> [REQUIREMENT]
Retype every entry word for word.

> [SOURCE MATERIAL]
=-=-=

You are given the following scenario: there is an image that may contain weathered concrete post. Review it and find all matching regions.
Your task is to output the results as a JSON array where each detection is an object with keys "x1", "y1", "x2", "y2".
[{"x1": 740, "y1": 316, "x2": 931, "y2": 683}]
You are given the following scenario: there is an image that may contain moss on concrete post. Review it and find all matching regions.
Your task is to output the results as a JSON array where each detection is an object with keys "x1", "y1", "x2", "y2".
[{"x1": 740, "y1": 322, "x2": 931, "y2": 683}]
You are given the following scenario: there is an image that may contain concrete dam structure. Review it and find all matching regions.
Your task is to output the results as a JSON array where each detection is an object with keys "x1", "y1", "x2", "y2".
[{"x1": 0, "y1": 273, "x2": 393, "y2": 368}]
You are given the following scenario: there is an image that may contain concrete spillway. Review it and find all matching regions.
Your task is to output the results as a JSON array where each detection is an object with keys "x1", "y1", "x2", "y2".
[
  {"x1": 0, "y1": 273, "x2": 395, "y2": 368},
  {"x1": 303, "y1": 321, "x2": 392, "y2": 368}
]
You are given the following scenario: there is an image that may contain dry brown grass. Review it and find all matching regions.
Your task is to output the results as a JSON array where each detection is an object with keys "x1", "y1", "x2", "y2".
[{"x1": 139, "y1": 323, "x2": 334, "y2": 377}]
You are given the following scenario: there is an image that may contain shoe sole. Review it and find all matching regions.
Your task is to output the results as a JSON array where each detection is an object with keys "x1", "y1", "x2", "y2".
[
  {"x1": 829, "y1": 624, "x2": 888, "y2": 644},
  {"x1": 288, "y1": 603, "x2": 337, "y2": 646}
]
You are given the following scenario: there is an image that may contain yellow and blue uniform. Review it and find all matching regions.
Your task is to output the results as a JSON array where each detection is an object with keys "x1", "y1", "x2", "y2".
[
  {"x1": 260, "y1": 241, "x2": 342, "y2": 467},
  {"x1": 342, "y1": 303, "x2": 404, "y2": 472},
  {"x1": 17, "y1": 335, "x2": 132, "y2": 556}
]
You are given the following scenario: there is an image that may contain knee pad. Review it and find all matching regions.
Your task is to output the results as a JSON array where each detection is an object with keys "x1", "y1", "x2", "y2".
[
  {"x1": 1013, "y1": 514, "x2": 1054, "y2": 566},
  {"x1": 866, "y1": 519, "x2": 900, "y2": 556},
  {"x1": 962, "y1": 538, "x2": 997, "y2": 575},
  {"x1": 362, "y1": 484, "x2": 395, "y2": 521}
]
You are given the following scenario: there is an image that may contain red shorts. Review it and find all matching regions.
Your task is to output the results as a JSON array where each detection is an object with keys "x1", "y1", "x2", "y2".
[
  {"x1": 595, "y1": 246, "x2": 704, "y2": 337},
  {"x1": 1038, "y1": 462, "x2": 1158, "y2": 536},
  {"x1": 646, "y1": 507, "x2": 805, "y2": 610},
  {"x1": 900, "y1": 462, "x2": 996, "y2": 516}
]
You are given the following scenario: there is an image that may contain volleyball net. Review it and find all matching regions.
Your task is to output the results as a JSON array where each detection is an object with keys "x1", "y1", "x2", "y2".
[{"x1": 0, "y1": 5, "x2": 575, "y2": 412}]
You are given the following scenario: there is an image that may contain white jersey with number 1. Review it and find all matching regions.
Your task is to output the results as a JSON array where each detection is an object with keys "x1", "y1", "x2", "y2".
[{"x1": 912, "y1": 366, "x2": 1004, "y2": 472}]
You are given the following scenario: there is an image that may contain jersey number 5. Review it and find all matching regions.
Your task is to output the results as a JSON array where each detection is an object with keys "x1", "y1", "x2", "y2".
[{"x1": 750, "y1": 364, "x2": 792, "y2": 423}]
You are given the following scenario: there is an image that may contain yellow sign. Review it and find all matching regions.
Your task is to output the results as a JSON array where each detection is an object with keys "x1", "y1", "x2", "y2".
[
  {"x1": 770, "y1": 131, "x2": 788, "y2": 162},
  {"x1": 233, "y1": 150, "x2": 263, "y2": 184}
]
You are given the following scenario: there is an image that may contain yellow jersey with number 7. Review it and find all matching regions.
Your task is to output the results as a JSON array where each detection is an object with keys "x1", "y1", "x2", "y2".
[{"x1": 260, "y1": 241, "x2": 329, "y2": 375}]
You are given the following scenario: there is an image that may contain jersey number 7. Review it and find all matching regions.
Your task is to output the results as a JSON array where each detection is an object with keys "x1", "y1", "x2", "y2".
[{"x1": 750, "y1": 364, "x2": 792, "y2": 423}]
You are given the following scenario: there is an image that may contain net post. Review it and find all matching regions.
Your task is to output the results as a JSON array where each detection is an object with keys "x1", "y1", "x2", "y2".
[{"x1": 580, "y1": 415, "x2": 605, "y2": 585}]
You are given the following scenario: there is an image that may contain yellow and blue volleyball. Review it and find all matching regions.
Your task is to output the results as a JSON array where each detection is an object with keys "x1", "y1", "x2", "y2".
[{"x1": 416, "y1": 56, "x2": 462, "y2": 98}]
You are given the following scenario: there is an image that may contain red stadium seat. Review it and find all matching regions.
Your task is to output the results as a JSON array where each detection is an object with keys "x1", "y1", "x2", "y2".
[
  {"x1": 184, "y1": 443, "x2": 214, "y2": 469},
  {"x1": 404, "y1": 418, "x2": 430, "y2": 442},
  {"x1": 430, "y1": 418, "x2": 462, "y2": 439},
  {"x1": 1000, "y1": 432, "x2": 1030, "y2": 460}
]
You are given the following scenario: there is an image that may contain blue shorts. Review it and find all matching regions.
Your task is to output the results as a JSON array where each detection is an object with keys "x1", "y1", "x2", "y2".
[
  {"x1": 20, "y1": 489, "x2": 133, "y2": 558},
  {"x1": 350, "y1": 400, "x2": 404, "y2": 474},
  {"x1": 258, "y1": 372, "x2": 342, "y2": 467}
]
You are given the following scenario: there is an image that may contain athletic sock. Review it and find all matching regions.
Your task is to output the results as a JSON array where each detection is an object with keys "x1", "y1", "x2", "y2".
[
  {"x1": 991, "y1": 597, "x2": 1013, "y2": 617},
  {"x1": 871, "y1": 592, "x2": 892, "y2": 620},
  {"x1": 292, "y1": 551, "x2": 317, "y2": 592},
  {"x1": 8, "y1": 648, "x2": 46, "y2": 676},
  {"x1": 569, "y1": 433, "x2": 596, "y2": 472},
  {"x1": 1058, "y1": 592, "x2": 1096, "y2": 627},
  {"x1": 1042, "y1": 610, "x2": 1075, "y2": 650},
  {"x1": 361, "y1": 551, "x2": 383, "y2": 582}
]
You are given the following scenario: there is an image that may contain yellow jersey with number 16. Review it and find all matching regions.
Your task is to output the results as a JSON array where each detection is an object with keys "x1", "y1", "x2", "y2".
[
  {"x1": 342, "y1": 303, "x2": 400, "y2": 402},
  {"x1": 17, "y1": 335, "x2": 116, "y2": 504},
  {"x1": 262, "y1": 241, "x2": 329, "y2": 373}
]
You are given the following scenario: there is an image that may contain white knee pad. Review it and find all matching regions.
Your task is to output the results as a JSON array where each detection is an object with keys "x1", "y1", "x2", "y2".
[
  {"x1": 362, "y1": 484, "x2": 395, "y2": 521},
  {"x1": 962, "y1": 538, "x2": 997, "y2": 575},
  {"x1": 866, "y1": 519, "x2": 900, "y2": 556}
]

=-=-=

> [PROBLEM SOLUTION]
You are given the following scenario: there is an image that may contain weathered concrete post. Review it and find all matching regions.
Your task is to output the results as a JSON array where each detection is an object with keys "x1", "y1", "x2", "y2".
[{"x1": 740, "y1": 316, "x2": 931, "y2": 683}]
You are given the following scenario: there is an image that may contain moss on concrete post. Review it and find all matching regions.
Your task is to output the results as a JSON array where each detection is an object with keys "x1", "y1", "x2", "y2".
[{"x1": 740, "y1": 322, "x2": 931, "y2": 683}]
You are given the following scenario: there is an image that may contain concrete dam structure. Review it and find all matching regions.
Your task is to output the results as a JSON array where each detection is an object with keys "x1", "y1", "x2", "y2".
[{"x1": 0, "y1": 273, "x2": 393, "y2": 368}]
You are given the following scenario: there is an image that may contain concrete spillway. Review it and find all matching regions.
Your task is to output the results as a JSON array where each detection is an object with keys "x1", "y1", "x2", "y2".
[
  {"x1": 0, "y1": 273, "x2": 395, "y2": 368},
  {"x1": 303, "y1": 321, "x2": 392, "y2": 368}
]
You are given the following scenario: there is an image that may contain dry brown grass. Review it and find all matching regions.
Your task is to output the results as a JSON array where each detection is an object with keys "x1", "y1", "x2", "y2".
[{"x1": 139, "y1": 323, "x2": 334, "y2": 377}]
You are given the following scenario: there is an image that may contain shoe sole. Review it and find all matching regions.
Your task is to output the results as a JSON array where each detection is an object with keys "x1", "y1", "x2", "y2".
[
  {"x1": 829, "y1": 624, "x2": 888, "y2": 644},
  {"x1": 288, "y1": 603, "x2": 337, "y2": 646}
]
You are given the following scenario: there is an image that may contain yellow and blue uniform. Review it and find all matching regions.
Your task is to output the results as a JSON array where each detection is an object with keys "x1", "y1", "x2", "y2".
[
  {"x1": 260, "y1": 241, "x2": 342, "y2": 467},
  {"x1": 342, "y1": 303, "x2": 404, "y2": 472},
  {"x1": 17, "y1": 335, "x2": 132, "y2": 556}
]
You are given the following scenario: there is an image that may contain knee pad. Review it and find all matching regions.
Your task is to output the results as a JSON array where each detection is an object with keys "x1", "y1", "x2", "y2".
[
  {"x1": 1013, "y1": 514, "x2": 1054, "y2": 566},
  {"x1": 866, "y1": 519, "x2": 900, "y2": 556},
  {"x1": 962, "y1": 538, "x2": 997, "y2": 575},
  {"x1": 362, "y1": 484, "x2": 395, "y2": 521}
]
You are given the following scenario: there is an image that may contain red shorts. Review it and find all matching regions.
Your task is to output the results as a JSON array where each detection is an object with keys "x1", "y1", "x2", "y2".
[
  {"x1": 595, "y1": 246, "x2": 704, "y2": 337},
  {"x1": 1038, "y1": 462, "x2": 1158, "y2": 536},
  {"x1": 646, "y1": 507, "x2": 805, "y2": 610},
  {"x1": 900, "y1": 462, "x2": 996, "y2": 516}
]
You are given the following scenario: there is an image that may contain volleyball net. Review it and find all matching regions.
Your task is to output the results as a JSON array where each detection is an object with keys "x1", "y1", "x2", "y2".
[{"x1": 0, "y1": 5, "x2": 575, "y2": 412}]
You are given the following scenario: there is an image that may contain white jersey with number 1. Review it and find all matching regions.
Your task is to output the results as a JSON array where each detection is an object with keys "x1", "y1", "x2", "y2".
[{"x1": 912, "y1": 366, "x2": 1004, "y2": 472}]
You are given the following scenario: there is an image that may contain jersey number 5. Review it and find all matching regions.
Your task is to output the results as a JSON array where each detection is an object with keys "x1", "y1", "x2", "y2".
[{"x1": 750, "y1": 364, "x2": 792, "y2": 423}]
You are given the following scenario: there is an image that may contain yellow sign. Review it and find all matching regions.
Your task is to output the results as a JSON array where each detection is an object with keys "x1", "y1", "x2", "y2".
[
  {"x1": 770, "y1": 131, "x2": 788, "y2": 162},
  {"x1": 233, "y1": 150, "x2": 263, "y2": 184}
]
You are given the following scenario: there is an image that may contain yellow jersey with number 7. Review it and find all matching regions.
Your task is to output the results as a JSON array where each detection is an object with keys "x1", "y1", "x2", "y2".
[{"x1": 260, "y1": 241, "x2": 329, "y2": 375}]
You are given the following scenario: there is an image that may contain jersey number 7. Review it and find all matching regions.
Your task is to output the results as a JSON array where each detection is an object with keys "x1", "y1", "x2", "y2".
[{"x1": 750, "y1": 364, "x2": 792, "y2": 423}]
You are given the following scenario: there is an image that may contain net post. Review it and find all matching regions.
Your task is to output the results as a JSON array where each detection is an object with keys "x1", "y1", "x2", "y2".
[{"x1": 580, "y1": 415, "x2": 605, "y2": 585}]
You are given the following scenario: there is an image that may contain yellow and blue volleyball. Review it and find all matching regions.
Your task is to output the results as a JSON array where each detection is an object with keys "x1", "y1", "x2", "y2".
[{"x1": 416, "y1": 56, "x2": 462, "y2": 98}]
You are given the following scenario: there is an image that may contain red stadium seat. Review it and find all matching regions.
Your task is to output the results as a JSON array where each detection is an object with keys "x1", "y1", "x2", "y2".
[
  {"x1": 184, "y1": 443, "x2": 214, "y2": 469},
  {"x1": 404, "y1": 418, "x2": 430, "y2": 442},
  {"x1": 430, "y1": 418, "x2": 462, "y2": 439},
  {"x1": 1000, "y1": 432, "x2": 1030, "y2": 460}
]
You are given the following scenario: there is an image that may contain blue shorts. Review it and find all matching regions.
Your task is to output the results as a JSON array where each detection is an object with keys "x1", "y1", "x2", "y2".
[
  {"x1": 20, "y1": 489, "x2": 133, "y2": 558},
  {"x1": 350, "y1": 400, "x2": 404, "y2": 474},
  {"x1": 258, "y1": 372, "x2": 342, "y2": 467}
]
You are given the following scenario: there is an image that may contain athletic sock. Review it and find all matching regions.
Your task is to output the results as a JSON array where each detection is an object with keys "x1", "y1", "x2", "y2".
[
  {"x1": 991, "y1": 597, "x2": 1013, "y2": 617},
  {"x1": 871, "y1": 592, "x2": 892, "y2": 620},
  {"x1": 292, "y1": 551, "x2": 317, "y2": 592},
  {"x1": 8, "y1": 648, "x2": 46, "y2": 676},
  {"x1": 569, "y1": 433, "x2": 596, "y2": 472},
  {"x1": 1058, "y1": 592, "x2": 1096, "y2": 627},
  {"x1": 1042, "y1": 610, "x2": 1075, "y2": 650},
  {"x1": 361, "y1": 551, "x2": 383, "y2": 582}
]
You are given the following scenario: there is an image that may contain yellow jersey with number 16. Review it and find all matching regions.
Your task is to output the results as a JSON array where each detection is an object with keys "x1", "y1", "x2", "y2".
[
  {"x1": 342, "y1": 303, "x2": 400, "y2": 402},
  {"x1": 17, "y1": 335, "x2": 116, "y2": 504},
  {"x1": 262, "y1": 241, "x2": 329, "y2": 373}
]
You are given the following scenario: there is an image that may contain white knee pad. Review it and find all matching regions.
Your task is to output the results as a JSON array where each detection is an object with keys "x1", "y1", "x2", "y2".
[
  {"x1": 362, "y1": 484, "x2": 395, "y2": 521},
  {"x1": 962, "y1": 538, "x2": 997, "y2": 575},
  {"x1": 866, "y1": 519, "x2": 900, "y2": 556}
]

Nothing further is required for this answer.